WORK TO DO
Copy the listing below word for word, omitting the pictures.

PROVIDED DATA
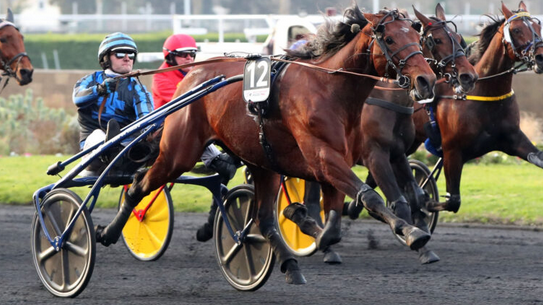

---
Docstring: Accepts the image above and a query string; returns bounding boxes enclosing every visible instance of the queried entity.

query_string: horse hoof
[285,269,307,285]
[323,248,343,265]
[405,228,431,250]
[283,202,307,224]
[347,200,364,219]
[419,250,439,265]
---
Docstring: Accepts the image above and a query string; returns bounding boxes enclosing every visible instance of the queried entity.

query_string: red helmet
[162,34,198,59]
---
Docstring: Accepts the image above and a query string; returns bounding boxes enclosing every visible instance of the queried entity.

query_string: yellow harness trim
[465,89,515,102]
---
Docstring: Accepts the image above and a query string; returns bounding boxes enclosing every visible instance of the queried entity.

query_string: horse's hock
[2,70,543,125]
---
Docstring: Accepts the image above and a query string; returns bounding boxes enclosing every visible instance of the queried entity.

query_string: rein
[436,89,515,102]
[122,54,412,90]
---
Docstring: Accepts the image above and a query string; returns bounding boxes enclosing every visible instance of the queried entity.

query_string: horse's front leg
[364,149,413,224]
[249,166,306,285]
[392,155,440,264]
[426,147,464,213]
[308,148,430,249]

ANSWER FOR THIS EXERCISE
---
Docstring: Accepts the image above and a query string; returns bounding boxes enclosing every visible instance of the queried entity.

query_string: horse hoof
[285,269,307,285]
[323,248,343,265]
[405,228,431,250]
[283,202,307,224]
[347,200,364,219]
[419,250,439,265]
---
Docstring: Accepts the image above and a query string; returns bounding boxes enclosing every visible instance of the queried entity.

query_string: red helmet
[162,34,198,59]
---
Docstring: Accepts the image above and a query string; returns bounding boxes enclosing every visible instance of the queried entity.

query_string: yellow harness trim
[465,89,515,102]
---
Docstring: Accepts the image above and a query string; returns bounding boxes enclosing every visible instance of the queried entity.

query_string: horse's hock
[2,70,543,125]
---
Docstring: Accepts the image above and a query string; returns bounding boxes enclosing every visible instance of the queried entity.

query_string: rein
[436,89,515,102]
[122,54,412,90]
---
Docstring: Accepts the image above and a query string; returns bounding boxes enclosing every visible instance of the queried entity.

query_string: horse's front leg
[364,149,413,224]
[249,166,306,285]
[392,155,440,264]
[426,147,464,213]
[308,148,430,249]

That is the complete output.